• [DO THIS]:
From the account of the storm-bound drive home, extract the passage from "I want to offer a serious" to "With a vengeance!", copying it word for word.

START QUOTED PASSAGE

Category Archives: environmental news

Drive home: not for the timid

I want to offer a serious shout-out to my fellow North Texans who today demonstrated that smart people do exist and they do occupy motor vehicles wisely through some seriously inclement weather.

My day began inauspiciously enough with a drive from McKinney to Fort Worth, where a friend of mine and I went to see a movie. We enjoyed the new release, “Ezra.” We had lunch and then I headed back to my house in Princeton. My GPS said it would take a little more than hour to make the trip. Bwahahaha!

I was heading for the Sam Rayburn Tollway when I saw it get very dark, very quickly. It was about 4 p.m. Then the rain came. With a vengeance!

Lightning flashes lit up the sky. The rain came down in seemingly Biblical amounts. The wind started to howl.

I turned on my four-way flashers and slowed my Ranger pickup way to down to around 35 or 40 mph.

This is where I want to offer a bouquet to the hundreds of other motorists I noticed. They did the same thing. Flashers and a major slow-down.

END QUOTED PASSAGE
START INFORMATION SHOWN

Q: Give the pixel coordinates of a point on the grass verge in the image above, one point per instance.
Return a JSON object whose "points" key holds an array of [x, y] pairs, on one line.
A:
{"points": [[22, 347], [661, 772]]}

END INFORMATION SHOWN

• [TASK RESULT]:
I want to offer a serious shout-out to my fellow North Texans who today demonstrated that smart people do exist and they do occupy motor vehicles wisely through some seriously inclement weather.

My day began inauspiciously enough with a drive from McKinney to Fort Worth, where a friend of mine and I went to see a movie. We enjoyed the new release, “Ezra.” We had lunch and then I headed back to my house in Princeton. My GPS said it would take a little more than hour to make the trip. Bwahahaha!

I was heading for the Sam Rayburn Tollway when I saw it get very dark, very quickly. It was about 4 p.m. Then the rain came. With a vengeance!